— DATA FOR THIS EXERCISE —
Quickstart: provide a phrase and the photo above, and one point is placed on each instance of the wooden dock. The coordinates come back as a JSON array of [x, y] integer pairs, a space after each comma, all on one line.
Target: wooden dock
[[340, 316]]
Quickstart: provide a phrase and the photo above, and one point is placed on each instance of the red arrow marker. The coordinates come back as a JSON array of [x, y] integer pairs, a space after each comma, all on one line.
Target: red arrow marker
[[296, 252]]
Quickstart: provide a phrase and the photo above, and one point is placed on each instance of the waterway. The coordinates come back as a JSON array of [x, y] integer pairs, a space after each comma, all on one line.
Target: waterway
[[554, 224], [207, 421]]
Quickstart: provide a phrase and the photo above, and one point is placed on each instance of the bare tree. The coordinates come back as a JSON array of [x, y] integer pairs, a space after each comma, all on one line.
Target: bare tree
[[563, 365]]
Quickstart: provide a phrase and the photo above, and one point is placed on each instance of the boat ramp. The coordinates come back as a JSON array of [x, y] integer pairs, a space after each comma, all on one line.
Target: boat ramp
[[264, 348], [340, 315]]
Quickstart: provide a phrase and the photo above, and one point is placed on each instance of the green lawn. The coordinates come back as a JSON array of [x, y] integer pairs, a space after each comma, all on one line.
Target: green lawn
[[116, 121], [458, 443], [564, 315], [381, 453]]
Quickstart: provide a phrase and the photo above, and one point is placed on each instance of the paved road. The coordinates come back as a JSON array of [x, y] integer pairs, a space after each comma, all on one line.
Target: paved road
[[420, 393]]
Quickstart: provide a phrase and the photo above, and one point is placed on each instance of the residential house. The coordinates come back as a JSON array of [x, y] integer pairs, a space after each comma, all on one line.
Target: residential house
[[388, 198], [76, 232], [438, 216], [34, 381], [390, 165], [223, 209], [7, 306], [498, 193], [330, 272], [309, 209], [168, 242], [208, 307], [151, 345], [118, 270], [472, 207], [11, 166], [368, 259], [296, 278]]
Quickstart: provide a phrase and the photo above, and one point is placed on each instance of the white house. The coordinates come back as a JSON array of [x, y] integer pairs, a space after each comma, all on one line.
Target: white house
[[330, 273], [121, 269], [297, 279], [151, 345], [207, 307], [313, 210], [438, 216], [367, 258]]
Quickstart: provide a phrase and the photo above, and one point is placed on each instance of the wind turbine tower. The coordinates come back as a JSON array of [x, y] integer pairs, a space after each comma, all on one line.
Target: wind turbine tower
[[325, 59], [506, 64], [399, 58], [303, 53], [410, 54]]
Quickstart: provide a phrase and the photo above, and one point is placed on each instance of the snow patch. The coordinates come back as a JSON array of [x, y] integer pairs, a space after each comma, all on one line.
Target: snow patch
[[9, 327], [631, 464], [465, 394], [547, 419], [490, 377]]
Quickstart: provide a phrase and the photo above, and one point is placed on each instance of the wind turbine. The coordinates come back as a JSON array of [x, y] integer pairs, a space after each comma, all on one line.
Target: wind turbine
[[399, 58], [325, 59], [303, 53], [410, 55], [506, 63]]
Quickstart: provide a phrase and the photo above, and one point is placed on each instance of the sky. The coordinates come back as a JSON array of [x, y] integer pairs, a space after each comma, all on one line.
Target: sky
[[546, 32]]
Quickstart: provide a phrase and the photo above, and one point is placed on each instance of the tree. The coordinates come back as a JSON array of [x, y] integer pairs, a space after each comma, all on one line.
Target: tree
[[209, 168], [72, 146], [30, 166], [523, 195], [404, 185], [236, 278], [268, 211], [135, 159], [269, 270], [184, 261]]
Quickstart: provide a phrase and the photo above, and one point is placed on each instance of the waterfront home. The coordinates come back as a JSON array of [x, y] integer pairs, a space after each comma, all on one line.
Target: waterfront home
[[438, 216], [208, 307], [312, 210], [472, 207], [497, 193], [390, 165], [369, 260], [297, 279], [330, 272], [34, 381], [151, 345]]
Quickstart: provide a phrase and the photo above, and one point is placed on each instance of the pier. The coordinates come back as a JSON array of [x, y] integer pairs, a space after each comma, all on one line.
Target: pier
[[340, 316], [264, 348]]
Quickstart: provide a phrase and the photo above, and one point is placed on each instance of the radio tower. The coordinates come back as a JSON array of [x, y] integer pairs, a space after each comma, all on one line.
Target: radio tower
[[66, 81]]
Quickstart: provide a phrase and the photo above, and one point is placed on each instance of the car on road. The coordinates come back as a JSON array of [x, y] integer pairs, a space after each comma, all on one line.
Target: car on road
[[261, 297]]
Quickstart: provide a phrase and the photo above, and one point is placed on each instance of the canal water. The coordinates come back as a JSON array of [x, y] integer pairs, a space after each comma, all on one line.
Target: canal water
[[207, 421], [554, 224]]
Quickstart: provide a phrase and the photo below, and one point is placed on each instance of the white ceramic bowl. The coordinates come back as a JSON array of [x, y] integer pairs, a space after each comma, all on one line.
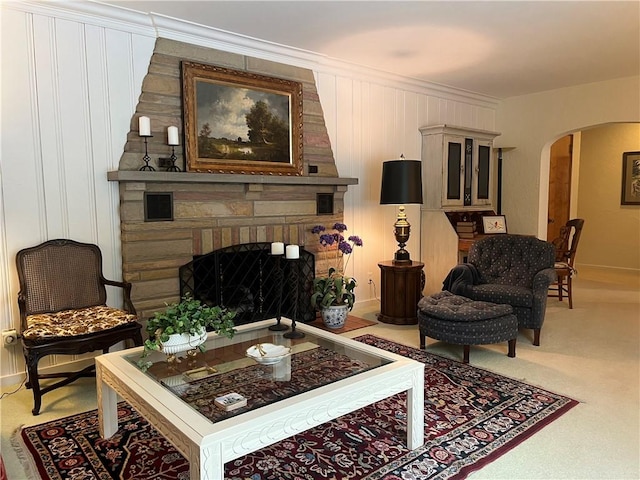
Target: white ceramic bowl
[[268, 353]]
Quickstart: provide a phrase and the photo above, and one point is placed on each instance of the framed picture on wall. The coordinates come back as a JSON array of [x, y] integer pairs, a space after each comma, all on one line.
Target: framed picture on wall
[[241, 122], [494, 224], [630, 178]]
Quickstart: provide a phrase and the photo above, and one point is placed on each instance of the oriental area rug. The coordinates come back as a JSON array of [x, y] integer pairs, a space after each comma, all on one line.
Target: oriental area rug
[[472, 416]]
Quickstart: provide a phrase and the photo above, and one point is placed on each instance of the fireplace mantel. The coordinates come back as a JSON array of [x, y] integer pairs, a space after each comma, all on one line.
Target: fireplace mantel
[[194, 177]]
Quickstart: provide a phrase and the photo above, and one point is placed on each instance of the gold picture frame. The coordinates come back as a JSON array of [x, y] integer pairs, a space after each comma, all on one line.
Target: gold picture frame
[[630, 178], [494, 224], [241, 122]]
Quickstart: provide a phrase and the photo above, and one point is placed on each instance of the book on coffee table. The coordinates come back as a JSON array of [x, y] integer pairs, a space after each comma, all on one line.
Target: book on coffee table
[[230, 401]]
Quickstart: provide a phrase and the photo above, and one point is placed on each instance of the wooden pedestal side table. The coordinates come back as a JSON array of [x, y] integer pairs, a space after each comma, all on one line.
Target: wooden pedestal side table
[[400, 290]]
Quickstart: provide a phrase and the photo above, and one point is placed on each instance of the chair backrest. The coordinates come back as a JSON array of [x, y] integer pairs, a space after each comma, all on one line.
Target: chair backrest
[[567, 243], [60, 275], [507, 259]]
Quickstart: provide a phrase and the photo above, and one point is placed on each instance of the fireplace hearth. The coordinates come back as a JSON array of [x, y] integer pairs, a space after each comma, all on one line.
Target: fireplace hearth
[[245, 278]]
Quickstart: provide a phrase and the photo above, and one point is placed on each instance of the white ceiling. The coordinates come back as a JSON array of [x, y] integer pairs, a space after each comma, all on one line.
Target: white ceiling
[[497, 48]]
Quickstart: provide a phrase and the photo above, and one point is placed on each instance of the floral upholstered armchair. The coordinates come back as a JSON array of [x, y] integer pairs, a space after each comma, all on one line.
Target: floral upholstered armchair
[[508, 269]]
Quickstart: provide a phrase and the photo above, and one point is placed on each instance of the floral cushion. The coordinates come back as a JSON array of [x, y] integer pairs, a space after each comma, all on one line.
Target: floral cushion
[[70, 323]]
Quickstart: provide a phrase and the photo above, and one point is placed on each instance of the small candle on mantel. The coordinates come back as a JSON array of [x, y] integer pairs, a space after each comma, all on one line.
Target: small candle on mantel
[[293, 252], [172, 136], [144, 127], [277, 248]]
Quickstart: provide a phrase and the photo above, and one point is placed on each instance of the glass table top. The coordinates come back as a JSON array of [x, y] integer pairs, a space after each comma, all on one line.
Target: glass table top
[[316, 360]]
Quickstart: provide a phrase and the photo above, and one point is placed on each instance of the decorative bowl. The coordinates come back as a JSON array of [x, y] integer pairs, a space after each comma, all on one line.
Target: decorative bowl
[[268, 353]]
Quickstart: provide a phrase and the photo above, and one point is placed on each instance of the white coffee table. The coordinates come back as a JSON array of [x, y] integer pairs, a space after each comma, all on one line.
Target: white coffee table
[[209, 444]]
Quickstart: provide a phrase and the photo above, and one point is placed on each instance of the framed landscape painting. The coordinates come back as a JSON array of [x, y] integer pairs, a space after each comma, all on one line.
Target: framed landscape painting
[[630, 178], [241, 122], [494, 224]]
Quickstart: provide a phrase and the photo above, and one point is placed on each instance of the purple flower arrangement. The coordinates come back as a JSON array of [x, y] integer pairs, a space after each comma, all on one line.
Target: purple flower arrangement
[[336, 288]]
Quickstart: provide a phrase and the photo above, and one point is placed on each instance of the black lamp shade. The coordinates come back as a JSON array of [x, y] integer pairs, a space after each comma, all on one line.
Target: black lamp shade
[[401, 182]]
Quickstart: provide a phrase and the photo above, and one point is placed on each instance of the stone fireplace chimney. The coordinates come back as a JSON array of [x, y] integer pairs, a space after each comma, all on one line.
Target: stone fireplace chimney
[[168, 218]]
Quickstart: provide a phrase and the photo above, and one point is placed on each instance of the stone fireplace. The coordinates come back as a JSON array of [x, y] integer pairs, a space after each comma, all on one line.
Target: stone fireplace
[[203, 212]]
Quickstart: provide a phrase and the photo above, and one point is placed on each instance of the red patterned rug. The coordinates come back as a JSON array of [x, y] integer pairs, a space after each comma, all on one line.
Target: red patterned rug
[[472, 416]]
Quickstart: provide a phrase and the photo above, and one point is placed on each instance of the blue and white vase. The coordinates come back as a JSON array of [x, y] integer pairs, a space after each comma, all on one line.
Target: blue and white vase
[[335, 315]]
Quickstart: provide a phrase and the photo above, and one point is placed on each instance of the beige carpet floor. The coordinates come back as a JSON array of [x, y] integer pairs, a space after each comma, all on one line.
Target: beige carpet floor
[[590, 353]]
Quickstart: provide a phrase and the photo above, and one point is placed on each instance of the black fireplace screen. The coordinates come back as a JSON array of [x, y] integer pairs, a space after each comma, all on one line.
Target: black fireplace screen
[[246, 278]]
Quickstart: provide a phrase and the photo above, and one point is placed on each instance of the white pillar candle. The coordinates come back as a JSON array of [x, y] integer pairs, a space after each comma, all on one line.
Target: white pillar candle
[[144, 127], [172, 134], [293, 252]]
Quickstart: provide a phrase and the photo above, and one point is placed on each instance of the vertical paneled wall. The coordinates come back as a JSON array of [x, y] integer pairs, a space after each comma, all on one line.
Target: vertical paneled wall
[[70, 84], [69, 89], [369, 123]]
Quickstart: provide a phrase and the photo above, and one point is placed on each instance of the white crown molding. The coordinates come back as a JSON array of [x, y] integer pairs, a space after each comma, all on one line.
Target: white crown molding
[[158, 25], [89, 12]]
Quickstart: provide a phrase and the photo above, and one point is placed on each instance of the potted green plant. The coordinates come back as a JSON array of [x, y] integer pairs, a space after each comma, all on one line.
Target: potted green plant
[[334, 293], [183, 326]]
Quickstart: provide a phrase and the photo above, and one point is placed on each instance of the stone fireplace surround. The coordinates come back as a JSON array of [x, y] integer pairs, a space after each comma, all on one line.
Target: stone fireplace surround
[[212, 211]]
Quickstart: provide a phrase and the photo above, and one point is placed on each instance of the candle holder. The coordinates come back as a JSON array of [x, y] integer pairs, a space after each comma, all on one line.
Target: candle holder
[[279, 327], [294, 333], [173, 167], [146, 158]]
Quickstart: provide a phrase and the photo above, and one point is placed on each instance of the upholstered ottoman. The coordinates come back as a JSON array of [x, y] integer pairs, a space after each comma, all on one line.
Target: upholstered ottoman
[[462, 321]]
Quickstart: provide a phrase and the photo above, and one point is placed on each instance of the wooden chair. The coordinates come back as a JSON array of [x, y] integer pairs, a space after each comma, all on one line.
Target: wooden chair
[[566, 247], [63, 311]]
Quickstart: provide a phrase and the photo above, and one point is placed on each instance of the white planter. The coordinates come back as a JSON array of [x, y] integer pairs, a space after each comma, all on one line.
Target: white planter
[[335, 315], [182, 342]]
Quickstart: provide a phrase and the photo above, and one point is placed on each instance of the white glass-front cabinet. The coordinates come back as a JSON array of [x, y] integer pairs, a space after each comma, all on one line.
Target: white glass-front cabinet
[[458, 167]]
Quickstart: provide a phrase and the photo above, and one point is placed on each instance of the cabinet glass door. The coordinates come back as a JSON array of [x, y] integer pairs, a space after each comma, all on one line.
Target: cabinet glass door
[[454, 172], [483, 184]]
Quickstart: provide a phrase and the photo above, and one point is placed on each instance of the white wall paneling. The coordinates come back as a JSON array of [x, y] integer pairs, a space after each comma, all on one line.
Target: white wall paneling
[[69, 90], [71, 78]]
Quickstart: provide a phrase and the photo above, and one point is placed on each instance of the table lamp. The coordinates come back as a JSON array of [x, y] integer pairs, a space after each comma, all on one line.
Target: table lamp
[[401, 184]]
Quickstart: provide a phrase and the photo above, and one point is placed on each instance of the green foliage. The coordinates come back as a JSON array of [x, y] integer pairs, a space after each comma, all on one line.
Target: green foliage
[[188, 316], [334, 289]]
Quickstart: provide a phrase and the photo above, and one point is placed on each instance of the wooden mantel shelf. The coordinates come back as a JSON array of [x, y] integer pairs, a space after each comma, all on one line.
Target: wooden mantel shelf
[[195, 177]]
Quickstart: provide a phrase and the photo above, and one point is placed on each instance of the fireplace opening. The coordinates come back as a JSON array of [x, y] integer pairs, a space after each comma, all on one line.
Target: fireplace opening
[[249, 280]]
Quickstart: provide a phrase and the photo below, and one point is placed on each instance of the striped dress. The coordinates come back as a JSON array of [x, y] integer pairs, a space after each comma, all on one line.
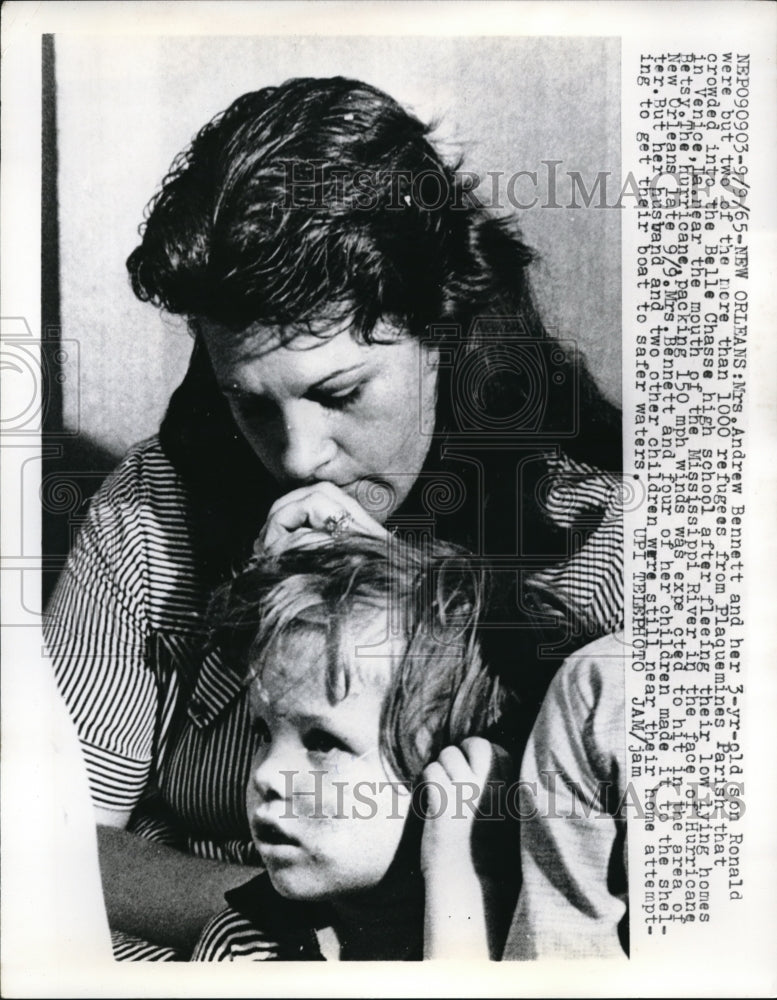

— WORK TO BE COMPLETED —
Copy, without alteration, the lines of the material above from the line containing "of the boat" through the line containing "[[264, 348], [340, 315]]", both included.

— RESPONSE —
Quickstart: provide a phrase and the photo above, and one point is placed on each instance of the boat ramp. The coordinates come back as a JSON array of [x, y] integer pairs, a space after each comma, all on one line.
Target: boat ramp
[[264, 348], [340, 315]]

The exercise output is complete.